All of the data below needs to be set down again, exactly as shown.

DATA EXCERPTS: Begin

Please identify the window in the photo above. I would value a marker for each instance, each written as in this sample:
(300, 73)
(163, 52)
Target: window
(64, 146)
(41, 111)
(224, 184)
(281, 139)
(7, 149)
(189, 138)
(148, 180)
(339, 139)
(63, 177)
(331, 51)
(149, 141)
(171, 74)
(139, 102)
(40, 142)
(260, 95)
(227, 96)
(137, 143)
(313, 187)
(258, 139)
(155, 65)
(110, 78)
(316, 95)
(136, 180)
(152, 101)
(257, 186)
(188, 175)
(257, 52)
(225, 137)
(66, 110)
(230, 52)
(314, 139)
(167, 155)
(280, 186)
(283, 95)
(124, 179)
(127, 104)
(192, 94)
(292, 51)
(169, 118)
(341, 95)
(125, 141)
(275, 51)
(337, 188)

DATA EXCERPTS: End

REPLY TO THE EXERCISE:
Please identify the window in the photo above. I would value a marker for each instance, each written as in this sample:
(300, 73)
(163, 52)
Target: window
(64, 146)
(41, 111)
(224, 184)
(281, 139)
(7, 149)
(189, 138)
(148, 180)
(339, 139)
(63, 177)
(331, 51)
(149, 141)
(171, 74)
(139, 102)
(40, 142)
(260, 95)
(227, 96)
(137, 143)
(313, 187)
(258, 139)
(155, 65)
(110, 78)
(316, 95)
(136, 180)
(152, 101)
(257, 186)
(188, 175)
(257, 52)
(225, 137)
(66, 110)
(230, 52)
(314, 139)
(167, 155)
(280, 186)
(283, 95)
(124, 179)
(127, 104)
(192, 94)
(292, 51)
(169, 118)
(341, 95)
(125, 141)
(275, 51)
(337, 188)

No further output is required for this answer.